Written request A: In the Christoffel symbol derivation below, what value is finally obtained for \Gamma^1_{22}?

------ Page text

Since the metric tensor is a diagonal matrix, its inverse is found by taking the reciprocal of each element on the main diagonal:

g^{mn} = \begin{bmatrix} 1 & 0 \\ 0 & \dfrac{1}{\cos^2(\theta)} \end{bmatrix}

2. Christoffel symbols

The Christoffel symbols are given by the formula:

{\Gamma^t}_{mn} = \frac{1}{2} g^{rt} \left[ \partial_n g_{rm} + \partial_m g_{rn} - \partial_r g_{mn} \right]

Here, the indices t, m, n, r range over our coordinates, \{\theta, \phi\}.

We start with \Gamma^1_{22}, where t=1, m=2, n=2. The summation index is r:

{\Gamma^1}_{22} = \frac{1}{2} g^{r1} \left[ \partial_\phi g_{r2} + \partial_\phi g_{r2} - \partial_r g_{22} \right]

Since g^{r1} is non-zero only for r=1, the sum collapses to a single term:

\begin{aligned} {\Gamma^1}_{22} & = \frac{1}{2} g^{11} \left[ \partial_\phi g_{12} + \partial_\phi g_{12} - \partial_\theta g_{22} \right] \\ & = \frac{1}{2} g^{11} \left[ - \partial_\theta g_{22} \right] = \frac{1}{2} \left( 2 \sin(\theta) \cos(\theta) \right) \\ & = \sin(\theta) \cos(\theta) \end{aligned}

as g_{12} = \partial_\phi g_{12} = 0.

------------

Written request B: Lay out the rows from their first line through the line containing "M 570 282 L", both ends included, as a Markdown table with columns n and Line. Number each line, skip blank lines, and omit the pictures.

------ Provided data

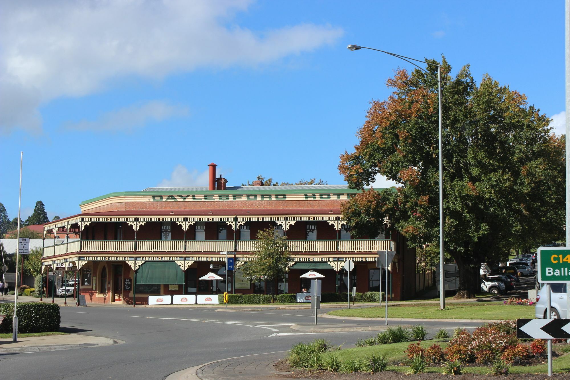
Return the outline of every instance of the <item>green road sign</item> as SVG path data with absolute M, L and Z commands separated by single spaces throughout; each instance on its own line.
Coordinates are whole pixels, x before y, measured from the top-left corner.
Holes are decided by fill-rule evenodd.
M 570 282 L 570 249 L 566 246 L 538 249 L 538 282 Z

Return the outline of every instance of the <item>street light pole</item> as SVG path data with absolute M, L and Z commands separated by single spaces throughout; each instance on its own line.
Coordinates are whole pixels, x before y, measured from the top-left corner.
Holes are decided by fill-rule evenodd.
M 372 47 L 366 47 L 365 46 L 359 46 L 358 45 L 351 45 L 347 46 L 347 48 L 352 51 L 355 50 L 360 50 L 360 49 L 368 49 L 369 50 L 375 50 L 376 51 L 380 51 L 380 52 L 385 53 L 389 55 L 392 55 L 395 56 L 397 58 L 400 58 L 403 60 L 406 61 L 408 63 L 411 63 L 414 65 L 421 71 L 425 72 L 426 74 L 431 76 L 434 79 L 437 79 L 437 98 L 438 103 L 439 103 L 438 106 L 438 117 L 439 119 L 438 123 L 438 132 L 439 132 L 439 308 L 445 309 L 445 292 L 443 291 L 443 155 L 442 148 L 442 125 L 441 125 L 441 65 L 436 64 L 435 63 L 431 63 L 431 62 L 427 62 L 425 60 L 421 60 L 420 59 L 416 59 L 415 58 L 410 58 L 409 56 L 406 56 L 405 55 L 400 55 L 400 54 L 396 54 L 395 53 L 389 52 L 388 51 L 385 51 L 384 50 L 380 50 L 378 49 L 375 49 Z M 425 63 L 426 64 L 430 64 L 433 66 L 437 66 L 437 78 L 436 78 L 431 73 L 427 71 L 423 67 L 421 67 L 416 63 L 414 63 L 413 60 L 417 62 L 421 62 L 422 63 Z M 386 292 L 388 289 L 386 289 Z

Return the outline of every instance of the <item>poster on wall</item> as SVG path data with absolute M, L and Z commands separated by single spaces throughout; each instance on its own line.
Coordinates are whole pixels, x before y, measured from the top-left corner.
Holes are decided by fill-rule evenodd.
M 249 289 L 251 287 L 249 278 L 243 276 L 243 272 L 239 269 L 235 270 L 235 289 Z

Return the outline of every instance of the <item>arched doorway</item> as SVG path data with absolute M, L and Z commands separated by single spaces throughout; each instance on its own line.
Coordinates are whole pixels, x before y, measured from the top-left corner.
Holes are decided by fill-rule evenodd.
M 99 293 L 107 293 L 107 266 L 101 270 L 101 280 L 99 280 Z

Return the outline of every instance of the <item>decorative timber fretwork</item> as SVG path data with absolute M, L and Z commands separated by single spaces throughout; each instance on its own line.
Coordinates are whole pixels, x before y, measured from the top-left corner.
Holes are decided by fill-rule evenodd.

------------

Task output A: \sin(\theta) \cos(\theta)

Task output B:
| n | Line |
|---|---|
| 1 | Return the outline of every instance of the <item>green road sign</item> as SVG path data with absolute M, L and Z commands separated by single spaces throughout; each instance on its own line. |
| 2 | Coordinates are whole pixels, x before y, measured from the top-left corner. |
| 3 | Holes are decided by fill-rule evenodd. |
| 4 | M 570 282 L 570 249 L 566 246 L 538 249 L 538 282 Z |